Referring expression data
<<<<
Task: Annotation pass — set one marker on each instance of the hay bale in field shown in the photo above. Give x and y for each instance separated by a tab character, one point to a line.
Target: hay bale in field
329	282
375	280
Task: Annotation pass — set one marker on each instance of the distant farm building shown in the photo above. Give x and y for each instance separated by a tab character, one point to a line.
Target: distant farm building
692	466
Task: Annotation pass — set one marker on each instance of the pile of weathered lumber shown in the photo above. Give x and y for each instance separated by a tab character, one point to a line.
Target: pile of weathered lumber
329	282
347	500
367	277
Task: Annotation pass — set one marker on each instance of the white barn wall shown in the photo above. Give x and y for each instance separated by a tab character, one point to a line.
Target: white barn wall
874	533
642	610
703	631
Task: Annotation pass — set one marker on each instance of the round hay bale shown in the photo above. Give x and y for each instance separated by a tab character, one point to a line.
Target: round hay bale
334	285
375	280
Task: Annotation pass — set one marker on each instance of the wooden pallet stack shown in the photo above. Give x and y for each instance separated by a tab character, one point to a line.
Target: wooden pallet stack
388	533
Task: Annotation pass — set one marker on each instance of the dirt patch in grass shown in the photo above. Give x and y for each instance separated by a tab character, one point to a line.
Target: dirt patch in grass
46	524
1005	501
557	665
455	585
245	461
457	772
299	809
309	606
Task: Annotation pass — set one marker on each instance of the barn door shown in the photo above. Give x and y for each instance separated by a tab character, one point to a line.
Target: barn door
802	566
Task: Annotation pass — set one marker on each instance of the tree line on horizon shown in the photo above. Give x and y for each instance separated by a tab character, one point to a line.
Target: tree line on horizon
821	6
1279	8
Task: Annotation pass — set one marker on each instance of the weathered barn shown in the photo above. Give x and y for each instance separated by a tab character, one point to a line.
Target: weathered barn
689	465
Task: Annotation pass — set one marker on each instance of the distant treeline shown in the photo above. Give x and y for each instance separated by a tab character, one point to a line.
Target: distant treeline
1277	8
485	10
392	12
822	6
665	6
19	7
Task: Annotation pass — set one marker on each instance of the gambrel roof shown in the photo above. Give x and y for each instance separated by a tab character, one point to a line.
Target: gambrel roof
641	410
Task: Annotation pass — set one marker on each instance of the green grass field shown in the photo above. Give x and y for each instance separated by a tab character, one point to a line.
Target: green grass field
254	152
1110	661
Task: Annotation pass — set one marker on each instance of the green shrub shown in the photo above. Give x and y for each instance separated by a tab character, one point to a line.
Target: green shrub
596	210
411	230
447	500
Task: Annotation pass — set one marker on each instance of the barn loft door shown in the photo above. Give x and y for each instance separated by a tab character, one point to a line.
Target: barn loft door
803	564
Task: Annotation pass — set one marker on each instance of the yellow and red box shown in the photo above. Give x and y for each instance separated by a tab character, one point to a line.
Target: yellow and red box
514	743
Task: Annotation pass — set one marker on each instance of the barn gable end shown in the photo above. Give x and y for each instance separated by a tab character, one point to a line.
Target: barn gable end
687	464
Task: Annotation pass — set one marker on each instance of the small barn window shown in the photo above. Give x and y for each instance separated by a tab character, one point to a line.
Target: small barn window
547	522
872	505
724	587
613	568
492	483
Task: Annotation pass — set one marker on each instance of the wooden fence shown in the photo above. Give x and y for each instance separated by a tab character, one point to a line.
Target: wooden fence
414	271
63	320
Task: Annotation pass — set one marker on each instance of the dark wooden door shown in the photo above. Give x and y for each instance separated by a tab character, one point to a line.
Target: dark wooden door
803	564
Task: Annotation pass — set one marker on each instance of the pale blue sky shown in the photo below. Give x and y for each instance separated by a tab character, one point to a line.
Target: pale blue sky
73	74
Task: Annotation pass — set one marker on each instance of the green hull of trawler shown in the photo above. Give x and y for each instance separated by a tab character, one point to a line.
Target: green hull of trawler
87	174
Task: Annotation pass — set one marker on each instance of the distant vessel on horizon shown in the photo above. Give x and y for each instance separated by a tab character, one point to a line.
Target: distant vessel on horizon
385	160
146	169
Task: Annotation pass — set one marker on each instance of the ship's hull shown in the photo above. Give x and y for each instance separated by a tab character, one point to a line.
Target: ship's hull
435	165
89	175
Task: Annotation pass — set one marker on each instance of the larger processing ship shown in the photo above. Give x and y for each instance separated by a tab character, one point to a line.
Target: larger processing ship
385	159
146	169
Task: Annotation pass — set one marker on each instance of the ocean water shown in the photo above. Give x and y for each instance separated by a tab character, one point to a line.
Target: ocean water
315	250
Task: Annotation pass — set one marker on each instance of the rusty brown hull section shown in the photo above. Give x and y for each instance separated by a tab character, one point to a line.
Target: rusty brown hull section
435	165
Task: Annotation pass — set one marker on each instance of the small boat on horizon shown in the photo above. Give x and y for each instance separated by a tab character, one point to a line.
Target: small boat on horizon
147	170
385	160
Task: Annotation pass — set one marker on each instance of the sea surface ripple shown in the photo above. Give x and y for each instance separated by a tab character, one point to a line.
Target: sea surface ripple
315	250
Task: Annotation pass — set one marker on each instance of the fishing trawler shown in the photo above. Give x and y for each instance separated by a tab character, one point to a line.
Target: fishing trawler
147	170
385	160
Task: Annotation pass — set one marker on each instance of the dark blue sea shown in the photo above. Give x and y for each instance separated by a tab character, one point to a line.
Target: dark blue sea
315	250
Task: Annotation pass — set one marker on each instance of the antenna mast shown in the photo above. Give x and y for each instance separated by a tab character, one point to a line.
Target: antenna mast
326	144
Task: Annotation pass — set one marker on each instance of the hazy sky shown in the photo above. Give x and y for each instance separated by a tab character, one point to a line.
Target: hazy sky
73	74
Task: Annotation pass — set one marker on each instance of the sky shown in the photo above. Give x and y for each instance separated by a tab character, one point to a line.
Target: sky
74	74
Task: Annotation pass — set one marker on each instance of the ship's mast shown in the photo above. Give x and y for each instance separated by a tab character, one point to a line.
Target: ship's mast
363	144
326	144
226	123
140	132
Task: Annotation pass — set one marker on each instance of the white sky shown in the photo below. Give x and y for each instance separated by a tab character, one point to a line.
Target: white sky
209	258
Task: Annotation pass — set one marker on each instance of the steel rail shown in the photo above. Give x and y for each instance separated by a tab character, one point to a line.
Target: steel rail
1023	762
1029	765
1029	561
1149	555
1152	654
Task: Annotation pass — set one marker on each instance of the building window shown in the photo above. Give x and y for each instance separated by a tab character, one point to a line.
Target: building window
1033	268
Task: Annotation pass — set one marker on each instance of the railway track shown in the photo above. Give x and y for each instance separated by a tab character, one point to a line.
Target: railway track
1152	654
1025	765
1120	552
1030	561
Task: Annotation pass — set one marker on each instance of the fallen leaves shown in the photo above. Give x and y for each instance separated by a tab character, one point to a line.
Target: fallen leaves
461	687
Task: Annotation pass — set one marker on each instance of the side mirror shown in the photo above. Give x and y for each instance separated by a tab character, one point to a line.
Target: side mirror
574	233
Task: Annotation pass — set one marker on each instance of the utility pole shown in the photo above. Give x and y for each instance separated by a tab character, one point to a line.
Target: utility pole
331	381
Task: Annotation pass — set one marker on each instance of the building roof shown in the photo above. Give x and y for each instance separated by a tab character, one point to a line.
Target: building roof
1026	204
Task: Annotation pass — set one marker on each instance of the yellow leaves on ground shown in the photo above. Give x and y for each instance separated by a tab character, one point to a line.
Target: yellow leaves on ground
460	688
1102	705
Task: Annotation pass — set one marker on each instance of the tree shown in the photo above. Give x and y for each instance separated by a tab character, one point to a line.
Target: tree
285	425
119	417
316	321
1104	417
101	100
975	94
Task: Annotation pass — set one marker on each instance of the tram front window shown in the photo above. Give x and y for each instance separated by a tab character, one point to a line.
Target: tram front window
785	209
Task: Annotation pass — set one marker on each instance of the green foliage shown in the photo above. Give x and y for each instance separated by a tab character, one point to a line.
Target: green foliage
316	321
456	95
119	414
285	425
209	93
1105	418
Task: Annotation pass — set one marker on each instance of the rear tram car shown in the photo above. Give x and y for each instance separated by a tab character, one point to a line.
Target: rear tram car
>>>>
For each line in the entries that contains the string "rear", make a copy.

# Result of the task
Task: Annotation pass — set one marker on each instance of the rear tram car shown in the photo above. Give x and y for each instance separated by a tab character, one point to a line.
Target: rear tram car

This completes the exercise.